Please count the lines in the rows below that contain the word "side", and give only that number.

····················

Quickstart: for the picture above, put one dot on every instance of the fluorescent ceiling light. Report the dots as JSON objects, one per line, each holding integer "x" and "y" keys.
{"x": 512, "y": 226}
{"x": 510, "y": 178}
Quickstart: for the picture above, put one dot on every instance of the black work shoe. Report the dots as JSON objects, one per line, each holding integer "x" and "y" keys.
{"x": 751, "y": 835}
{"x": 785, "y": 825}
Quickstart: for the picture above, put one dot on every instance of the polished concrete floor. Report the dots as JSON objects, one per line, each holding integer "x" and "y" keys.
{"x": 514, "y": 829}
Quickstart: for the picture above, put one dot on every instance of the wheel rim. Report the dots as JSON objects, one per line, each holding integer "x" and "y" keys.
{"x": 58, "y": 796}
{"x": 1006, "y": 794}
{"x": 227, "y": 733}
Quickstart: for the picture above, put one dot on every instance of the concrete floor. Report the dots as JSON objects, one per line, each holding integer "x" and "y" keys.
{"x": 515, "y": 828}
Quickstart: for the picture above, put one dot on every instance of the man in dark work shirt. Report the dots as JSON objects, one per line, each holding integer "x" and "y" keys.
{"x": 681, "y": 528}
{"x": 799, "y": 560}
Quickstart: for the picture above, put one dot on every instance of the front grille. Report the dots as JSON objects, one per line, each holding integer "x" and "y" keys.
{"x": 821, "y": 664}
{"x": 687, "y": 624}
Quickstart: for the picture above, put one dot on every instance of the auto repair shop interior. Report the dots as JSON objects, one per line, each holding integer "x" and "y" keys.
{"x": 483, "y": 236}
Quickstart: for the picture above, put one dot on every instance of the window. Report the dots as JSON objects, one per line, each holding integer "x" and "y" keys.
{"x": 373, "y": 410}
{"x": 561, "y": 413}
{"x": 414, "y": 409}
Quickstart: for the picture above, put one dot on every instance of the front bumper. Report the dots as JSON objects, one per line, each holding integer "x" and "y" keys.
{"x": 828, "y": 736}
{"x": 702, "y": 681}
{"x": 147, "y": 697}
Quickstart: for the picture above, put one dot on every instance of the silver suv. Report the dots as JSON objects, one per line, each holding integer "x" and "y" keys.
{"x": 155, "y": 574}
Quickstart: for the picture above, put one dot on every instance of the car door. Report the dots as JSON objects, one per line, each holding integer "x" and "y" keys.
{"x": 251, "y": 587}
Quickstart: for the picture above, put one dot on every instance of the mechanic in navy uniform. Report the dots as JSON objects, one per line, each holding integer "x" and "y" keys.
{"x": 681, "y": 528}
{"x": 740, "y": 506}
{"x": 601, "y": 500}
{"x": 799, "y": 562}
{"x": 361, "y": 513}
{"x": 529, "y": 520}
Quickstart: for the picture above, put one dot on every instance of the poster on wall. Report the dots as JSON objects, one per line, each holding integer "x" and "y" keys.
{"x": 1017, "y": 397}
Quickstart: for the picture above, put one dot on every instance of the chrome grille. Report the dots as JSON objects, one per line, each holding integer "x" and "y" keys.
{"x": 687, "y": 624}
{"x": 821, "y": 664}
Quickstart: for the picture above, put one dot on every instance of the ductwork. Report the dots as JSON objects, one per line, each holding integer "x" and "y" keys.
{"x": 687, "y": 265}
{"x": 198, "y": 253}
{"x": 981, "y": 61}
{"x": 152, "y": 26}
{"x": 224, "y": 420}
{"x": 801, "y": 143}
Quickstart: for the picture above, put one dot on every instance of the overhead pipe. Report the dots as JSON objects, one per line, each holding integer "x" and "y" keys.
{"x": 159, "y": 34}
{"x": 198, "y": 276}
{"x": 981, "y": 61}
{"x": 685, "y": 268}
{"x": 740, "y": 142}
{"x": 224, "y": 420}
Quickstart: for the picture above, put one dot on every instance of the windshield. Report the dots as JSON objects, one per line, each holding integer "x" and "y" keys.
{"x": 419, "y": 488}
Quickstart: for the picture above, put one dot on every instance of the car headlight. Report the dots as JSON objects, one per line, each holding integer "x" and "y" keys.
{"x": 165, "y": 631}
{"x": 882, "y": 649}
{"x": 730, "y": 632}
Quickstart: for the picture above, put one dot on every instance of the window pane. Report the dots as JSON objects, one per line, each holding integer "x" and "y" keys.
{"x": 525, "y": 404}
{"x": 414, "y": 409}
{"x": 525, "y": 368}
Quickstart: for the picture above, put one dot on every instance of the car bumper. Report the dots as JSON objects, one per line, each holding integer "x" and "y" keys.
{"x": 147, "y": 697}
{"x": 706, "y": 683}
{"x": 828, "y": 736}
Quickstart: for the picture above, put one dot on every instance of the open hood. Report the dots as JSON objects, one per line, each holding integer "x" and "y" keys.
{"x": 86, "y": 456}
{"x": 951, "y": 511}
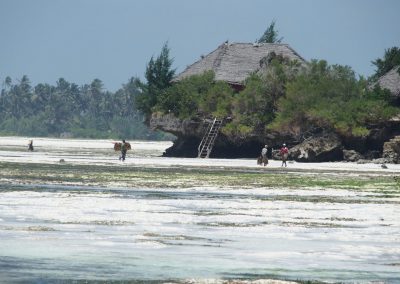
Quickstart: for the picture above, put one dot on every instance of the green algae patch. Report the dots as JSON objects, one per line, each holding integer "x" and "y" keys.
{"x": 184, "y": 177}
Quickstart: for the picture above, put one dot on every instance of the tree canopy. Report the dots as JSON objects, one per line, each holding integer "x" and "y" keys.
{"x": 67, "y": 109}
{"x": 390, "y": 59}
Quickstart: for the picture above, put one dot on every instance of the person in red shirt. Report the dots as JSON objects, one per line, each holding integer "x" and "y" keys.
{"x": 284, "y": 154}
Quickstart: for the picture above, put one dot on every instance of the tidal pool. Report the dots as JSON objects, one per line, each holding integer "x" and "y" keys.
{"x": 93, "y": 218}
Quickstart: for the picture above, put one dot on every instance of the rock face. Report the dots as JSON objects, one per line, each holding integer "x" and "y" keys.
{"x": 351, "y": 156}
{"x": 391, "y": 150}
{"x": 318, "y": 149}
{"x": 321, "y": 146}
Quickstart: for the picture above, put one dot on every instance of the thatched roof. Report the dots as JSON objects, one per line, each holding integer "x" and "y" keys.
{"x": 234, "y": 62}
{"x": 391, "y": 81}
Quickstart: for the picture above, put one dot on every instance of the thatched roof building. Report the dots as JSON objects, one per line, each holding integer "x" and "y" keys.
{"x": 391, "y": 81}
{"x": 234, "y": 62}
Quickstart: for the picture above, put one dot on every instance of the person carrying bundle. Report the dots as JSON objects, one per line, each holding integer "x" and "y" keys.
{"x": 123, "y": 147}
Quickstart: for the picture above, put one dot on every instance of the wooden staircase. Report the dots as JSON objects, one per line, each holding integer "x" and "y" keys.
{"x": 208, "y": 140}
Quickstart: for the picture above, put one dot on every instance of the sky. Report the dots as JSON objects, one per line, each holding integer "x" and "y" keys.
{"x": 113, "y": 40}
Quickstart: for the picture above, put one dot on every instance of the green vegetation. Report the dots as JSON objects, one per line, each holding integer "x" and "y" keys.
{"x": 283, "y": 96}
{"x": 270, "y": 35}
{"x": 158, "y": 76}
{"x": 331, "y": 97}
{"x": 73, "y": 111}
{"x": 186, "y": 177}
{"x": 390, "y": 59}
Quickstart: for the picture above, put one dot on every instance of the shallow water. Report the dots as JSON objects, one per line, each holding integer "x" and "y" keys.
{"x": 54, "y": 230}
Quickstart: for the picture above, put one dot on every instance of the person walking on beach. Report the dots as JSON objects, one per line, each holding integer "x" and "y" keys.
{"x": 264, "y": 155}
{"x": 124, "y": 149}
{"x": 284, "y": 152}
{"x": 30, "y": 145}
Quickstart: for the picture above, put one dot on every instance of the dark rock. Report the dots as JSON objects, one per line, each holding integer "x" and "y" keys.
{"x": 351, "y": 155}
{"x": 318, "y": 149}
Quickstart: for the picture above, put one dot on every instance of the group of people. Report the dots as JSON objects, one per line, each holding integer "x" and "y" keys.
{"x": 263, "y": 159}
{"x": 283, "y": 152}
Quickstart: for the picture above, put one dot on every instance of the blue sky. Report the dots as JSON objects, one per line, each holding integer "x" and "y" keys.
{"x": 113, "y": 40}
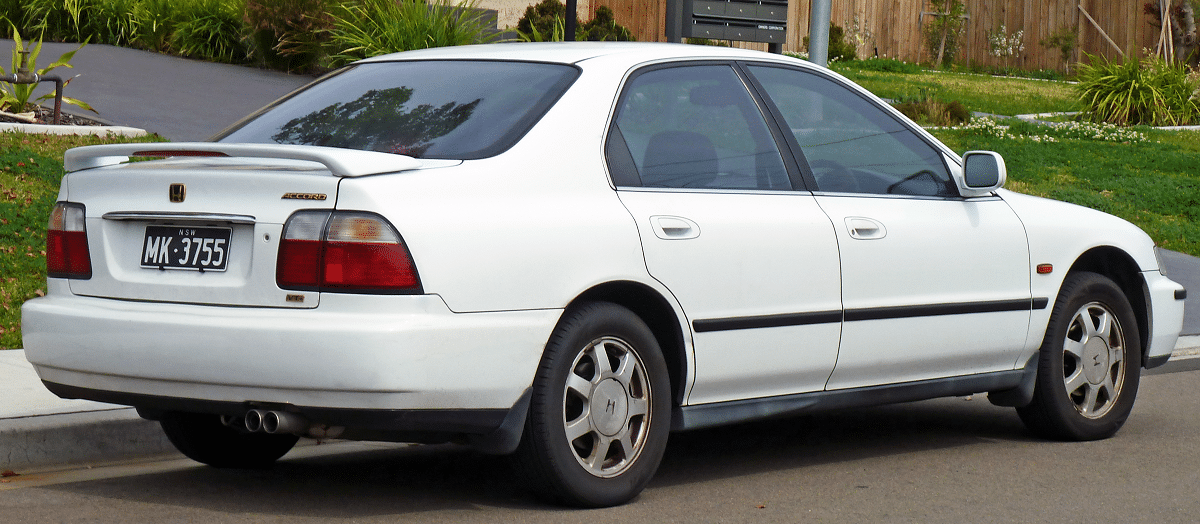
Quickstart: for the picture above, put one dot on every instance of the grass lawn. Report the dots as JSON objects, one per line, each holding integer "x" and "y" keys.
{"x": 30, "y": 170}
{"x": 1153, "y": 184}
{"x": 1152, "y": 180}
{"x": 978, "y": 92}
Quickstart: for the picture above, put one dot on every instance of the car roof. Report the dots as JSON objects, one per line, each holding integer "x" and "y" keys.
{"x": 577, "y": 52}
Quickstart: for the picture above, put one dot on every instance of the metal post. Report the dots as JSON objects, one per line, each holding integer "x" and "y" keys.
{"x": 819, "y": 31}
{"x": 569, "y": 31}
{"x": 673, "y": 30}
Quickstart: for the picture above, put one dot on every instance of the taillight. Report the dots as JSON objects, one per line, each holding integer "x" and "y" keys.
{"x": 66, "y": 244}
{"x": 343, "y": 251}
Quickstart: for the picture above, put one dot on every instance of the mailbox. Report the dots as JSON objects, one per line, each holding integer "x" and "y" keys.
{"x": 759, "y": 20}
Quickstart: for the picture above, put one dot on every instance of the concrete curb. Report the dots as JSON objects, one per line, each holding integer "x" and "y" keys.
{"x": 99, "y": 435}
{"x": 100, "y": 131}
{"x": 79, "y": 438}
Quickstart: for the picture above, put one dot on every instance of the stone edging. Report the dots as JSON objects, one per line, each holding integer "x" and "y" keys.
{"x": 101, "y": 131}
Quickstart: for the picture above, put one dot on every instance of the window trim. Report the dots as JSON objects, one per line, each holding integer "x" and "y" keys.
{"x": 496, "y": 149}
{"x": 802, "y": 161}
{"x": 623, "y": 156}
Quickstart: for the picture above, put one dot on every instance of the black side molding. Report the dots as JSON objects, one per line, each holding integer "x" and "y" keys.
{"x": 736, "y": 411}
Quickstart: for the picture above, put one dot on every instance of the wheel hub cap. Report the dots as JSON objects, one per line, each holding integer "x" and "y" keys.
{"x": 610, "y": 407}
{"x": 1096, "y": 360}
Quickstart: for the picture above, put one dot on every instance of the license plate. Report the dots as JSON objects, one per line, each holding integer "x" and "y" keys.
{"x": 171, "y": 247}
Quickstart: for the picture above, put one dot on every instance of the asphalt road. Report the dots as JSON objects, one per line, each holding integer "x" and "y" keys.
{"x": 946, "y": 461}
{"x": 181, "y": 100}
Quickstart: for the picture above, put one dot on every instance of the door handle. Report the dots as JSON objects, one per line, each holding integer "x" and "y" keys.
{"x": 863, "y": 228}
{"x": 673, "y": 228}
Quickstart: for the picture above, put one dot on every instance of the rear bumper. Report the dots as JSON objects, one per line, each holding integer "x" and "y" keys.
{"x": 408, "y": 356}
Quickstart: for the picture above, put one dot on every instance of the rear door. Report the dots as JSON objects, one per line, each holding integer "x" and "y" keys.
{"x": 753, "y": 263}
{"x": 934, "y": 284}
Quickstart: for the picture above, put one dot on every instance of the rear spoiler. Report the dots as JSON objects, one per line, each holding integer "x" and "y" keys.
{"x": 341, "y": 162}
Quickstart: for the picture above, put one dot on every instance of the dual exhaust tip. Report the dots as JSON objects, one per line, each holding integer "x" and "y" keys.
{"x": 258, "y": 420}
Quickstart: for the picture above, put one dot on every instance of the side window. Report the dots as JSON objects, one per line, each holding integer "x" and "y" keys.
{"x": 852, "y": 145}
{"x": 696, "y": 127}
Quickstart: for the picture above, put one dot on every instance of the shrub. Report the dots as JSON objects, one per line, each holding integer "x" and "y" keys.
{"x": 210, "y": 30}
{"x": 945, "y": 29}
{"x": 11, "y": 13}
{"x": 371, "y": 28}
{"x": 155, "y": 24}
{"x": 289, "y": 35}
{"x": 604, "y": 28}
{"x": 883, "y": 66}
{"x": 927, "y": 109}
{"x": 15, "y": 97}
{"x": 543, "y": 19}
{"x": 1147, "y": 91}
{"x": 1065, "y": 40}
{"x": 545, "y": 22}
{"x": 59, "y": 19}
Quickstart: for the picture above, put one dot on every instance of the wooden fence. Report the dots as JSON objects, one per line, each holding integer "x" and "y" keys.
{"x": 894, "y": 26}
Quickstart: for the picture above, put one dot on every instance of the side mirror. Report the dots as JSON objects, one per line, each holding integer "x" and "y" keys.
{"x": 983, "y": 172}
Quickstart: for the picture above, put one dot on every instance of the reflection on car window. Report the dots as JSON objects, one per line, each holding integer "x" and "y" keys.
{"x": 420, "y": 109}
{"x": 852, "y": 145}
{"x": 695, "y": 127}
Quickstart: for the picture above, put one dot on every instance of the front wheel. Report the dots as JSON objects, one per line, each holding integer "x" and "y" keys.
{"x": 1090, "y": 363}
{"x": 599, "y": 414}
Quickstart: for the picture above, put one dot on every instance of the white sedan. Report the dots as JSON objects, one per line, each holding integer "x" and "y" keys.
{"x": 565, "y": 252}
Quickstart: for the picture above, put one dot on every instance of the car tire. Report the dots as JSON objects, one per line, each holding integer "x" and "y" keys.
{"x": 205, "y": 439}
{"x": 599, "y": 415}
{"x": 1090, "y": 362}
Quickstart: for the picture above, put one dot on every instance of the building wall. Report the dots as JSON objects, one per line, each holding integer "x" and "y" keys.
{"x": 895, "y": 26}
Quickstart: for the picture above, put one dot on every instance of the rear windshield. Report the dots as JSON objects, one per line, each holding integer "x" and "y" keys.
{"x": 426, "y": 109}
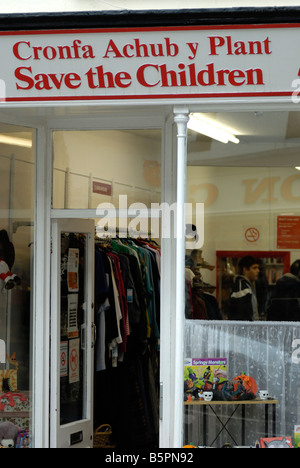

····················

## [THE ANSWER]
3